_Stated problem_
Gather every line of the material below that contains the word "brown".

_Data to process_
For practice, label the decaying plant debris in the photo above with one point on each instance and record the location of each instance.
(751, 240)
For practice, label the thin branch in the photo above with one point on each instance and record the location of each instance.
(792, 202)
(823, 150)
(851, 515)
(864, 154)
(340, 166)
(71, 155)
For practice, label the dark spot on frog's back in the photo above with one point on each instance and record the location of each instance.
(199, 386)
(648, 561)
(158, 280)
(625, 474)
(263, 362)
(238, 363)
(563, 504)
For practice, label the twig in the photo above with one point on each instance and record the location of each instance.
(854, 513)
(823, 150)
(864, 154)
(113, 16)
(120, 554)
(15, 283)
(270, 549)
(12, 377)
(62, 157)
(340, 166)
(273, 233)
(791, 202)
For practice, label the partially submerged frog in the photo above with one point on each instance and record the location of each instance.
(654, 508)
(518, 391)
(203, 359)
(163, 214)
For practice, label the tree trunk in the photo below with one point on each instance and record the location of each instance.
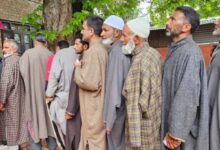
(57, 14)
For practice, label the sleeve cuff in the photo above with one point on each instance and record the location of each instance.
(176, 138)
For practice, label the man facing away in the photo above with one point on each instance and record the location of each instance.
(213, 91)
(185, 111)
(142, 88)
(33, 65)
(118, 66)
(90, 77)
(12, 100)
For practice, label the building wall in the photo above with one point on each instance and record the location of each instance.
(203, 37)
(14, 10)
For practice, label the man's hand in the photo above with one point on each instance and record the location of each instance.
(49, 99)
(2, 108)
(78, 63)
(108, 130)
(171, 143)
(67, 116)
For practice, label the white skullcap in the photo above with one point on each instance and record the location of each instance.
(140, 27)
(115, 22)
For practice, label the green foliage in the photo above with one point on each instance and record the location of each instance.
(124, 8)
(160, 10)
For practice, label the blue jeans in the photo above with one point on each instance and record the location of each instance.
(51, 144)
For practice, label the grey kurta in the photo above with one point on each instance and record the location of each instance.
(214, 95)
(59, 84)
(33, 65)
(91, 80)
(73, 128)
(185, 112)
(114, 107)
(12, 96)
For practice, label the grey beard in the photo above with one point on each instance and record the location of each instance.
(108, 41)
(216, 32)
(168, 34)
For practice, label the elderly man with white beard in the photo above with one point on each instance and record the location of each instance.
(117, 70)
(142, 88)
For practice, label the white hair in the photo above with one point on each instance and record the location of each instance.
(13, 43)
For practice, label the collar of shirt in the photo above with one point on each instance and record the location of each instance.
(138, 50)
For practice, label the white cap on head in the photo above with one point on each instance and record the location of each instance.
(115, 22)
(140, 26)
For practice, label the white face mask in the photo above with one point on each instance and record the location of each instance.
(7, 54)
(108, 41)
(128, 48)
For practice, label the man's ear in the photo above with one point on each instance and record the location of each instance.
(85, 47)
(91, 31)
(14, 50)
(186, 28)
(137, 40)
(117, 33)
==
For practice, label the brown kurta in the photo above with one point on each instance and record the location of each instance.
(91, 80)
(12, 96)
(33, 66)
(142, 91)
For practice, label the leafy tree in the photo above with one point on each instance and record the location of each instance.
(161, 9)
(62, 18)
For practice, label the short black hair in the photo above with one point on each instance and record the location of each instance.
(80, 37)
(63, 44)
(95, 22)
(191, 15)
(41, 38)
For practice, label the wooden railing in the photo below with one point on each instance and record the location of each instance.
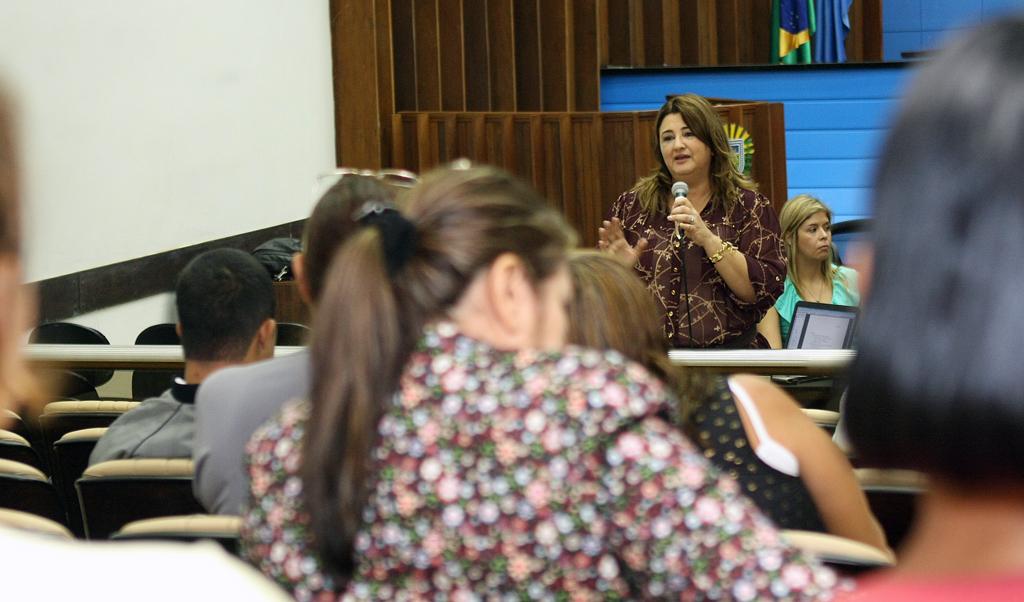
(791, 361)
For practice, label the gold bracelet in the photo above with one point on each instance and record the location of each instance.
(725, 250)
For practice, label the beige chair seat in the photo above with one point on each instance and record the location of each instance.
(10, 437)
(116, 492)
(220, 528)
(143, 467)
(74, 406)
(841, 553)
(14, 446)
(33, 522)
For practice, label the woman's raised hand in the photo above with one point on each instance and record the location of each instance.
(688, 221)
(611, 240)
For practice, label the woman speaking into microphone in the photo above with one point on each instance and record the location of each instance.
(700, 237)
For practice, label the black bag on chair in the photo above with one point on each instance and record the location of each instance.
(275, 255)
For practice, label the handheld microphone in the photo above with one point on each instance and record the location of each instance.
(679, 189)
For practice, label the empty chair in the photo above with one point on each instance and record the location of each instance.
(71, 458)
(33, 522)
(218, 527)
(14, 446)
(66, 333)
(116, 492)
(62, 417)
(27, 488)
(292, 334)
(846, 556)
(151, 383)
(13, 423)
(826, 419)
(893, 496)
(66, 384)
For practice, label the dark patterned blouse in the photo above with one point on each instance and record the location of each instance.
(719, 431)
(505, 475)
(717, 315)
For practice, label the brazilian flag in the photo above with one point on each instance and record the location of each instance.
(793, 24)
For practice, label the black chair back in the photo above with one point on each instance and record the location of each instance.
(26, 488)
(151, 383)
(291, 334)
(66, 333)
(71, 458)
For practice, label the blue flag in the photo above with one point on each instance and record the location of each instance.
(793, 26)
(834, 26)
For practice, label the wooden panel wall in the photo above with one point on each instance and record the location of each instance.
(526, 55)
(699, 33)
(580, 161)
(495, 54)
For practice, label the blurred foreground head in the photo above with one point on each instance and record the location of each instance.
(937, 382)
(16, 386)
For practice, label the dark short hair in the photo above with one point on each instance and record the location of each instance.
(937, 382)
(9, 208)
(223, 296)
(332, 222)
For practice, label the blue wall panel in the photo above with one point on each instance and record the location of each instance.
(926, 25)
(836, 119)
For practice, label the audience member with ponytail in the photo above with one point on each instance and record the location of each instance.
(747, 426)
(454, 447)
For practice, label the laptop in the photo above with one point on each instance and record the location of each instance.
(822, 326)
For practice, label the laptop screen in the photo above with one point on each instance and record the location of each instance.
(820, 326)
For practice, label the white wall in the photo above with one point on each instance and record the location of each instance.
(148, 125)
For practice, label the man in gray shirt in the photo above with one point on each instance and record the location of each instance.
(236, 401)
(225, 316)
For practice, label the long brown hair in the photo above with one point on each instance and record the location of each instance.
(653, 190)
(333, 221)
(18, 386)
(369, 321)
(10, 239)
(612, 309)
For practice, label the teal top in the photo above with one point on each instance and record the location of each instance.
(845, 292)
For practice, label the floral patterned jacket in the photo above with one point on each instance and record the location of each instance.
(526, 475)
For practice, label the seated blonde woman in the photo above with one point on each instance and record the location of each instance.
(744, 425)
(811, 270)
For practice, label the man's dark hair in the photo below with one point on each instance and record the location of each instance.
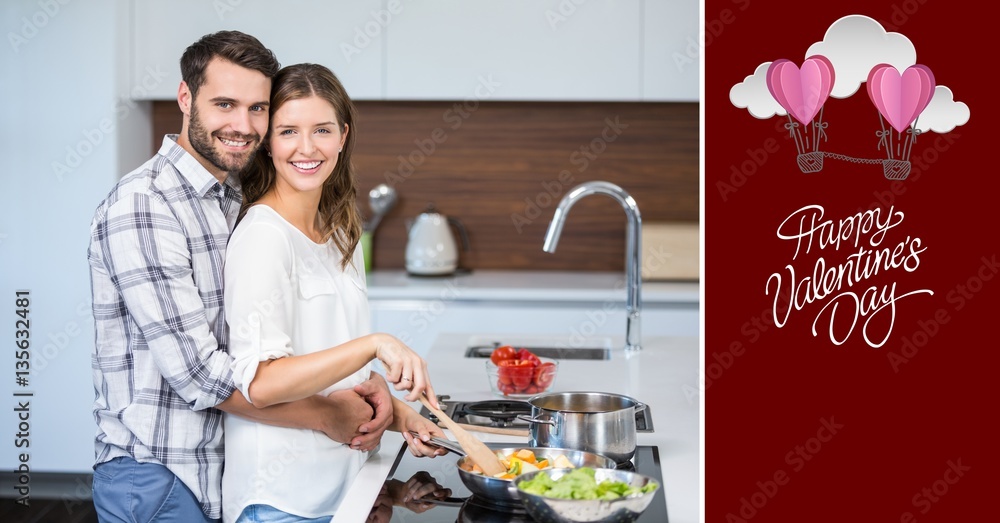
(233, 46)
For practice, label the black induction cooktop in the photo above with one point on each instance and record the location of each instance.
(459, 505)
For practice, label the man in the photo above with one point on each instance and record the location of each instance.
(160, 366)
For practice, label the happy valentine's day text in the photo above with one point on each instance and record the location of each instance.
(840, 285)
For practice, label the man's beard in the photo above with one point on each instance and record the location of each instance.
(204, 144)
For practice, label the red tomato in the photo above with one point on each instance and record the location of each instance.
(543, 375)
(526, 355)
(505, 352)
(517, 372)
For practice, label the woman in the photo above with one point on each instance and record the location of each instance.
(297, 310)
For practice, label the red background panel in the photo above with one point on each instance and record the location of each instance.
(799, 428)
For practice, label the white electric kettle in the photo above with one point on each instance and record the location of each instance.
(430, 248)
...
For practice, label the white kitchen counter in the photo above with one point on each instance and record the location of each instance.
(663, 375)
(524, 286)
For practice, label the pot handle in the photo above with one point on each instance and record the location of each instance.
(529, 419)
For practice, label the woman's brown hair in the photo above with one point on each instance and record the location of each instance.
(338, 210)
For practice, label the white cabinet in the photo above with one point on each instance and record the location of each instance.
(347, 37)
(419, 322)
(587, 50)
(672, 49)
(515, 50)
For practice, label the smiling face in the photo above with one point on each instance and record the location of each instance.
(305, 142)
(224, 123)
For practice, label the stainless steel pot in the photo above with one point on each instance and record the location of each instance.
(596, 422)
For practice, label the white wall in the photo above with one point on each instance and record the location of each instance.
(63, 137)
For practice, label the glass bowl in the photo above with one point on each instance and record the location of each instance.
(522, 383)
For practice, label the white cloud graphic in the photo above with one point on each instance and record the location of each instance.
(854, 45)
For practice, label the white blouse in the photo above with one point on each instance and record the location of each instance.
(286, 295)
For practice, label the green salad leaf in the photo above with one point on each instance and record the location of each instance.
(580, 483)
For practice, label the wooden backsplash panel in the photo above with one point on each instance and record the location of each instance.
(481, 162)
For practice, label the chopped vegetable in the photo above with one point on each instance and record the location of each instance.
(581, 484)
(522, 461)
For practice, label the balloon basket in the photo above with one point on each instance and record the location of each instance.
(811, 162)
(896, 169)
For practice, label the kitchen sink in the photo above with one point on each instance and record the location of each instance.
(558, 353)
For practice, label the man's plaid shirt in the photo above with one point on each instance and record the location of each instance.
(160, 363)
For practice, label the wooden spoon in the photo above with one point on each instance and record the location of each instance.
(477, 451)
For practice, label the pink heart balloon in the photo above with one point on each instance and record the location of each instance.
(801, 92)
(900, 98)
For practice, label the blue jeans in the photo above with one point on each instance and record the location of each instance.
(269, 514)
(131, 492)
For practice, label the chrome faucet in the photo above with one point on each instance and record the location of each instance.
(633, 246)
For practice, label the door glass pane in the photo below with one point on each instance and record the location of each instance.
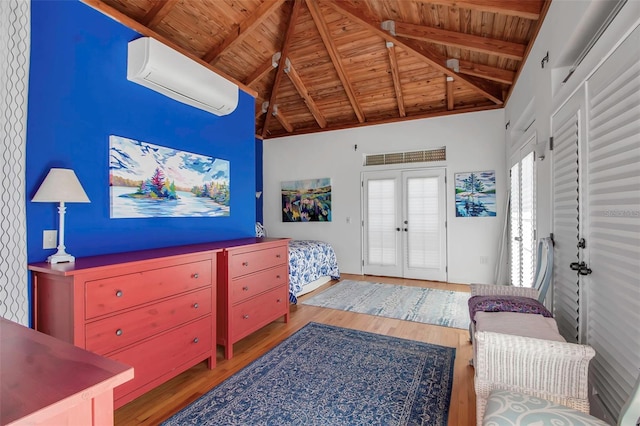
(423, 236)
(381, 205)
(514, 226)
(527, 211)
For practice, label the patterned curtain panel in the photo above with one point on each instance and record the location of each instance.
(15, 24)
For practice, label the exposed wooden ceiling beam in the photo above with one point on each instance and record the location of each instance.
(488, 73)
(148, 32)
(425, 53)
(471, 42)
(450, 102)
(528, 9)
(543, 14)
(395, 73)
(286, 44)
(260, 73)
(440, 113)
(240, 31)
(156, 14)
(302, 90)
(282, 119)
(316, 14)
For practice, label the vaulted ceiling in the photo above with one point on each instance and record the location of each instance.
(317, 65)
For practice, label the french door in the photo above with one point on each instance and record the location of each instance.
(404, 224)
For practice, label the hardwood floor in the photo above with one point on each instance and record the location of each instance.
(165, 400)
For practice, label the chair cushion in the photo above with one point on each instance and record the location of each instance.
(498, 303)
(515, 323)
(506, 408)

_Written answer_
For practice, label the brown kurta in the photo above with one point on each instance and record the location of each instance.
For practice, label the long brown hair in the photo above with one point on each instance and record the location of each instance.
For practice, label the woman's brown hair in the photo above with one point on each instance and record the location of each instance.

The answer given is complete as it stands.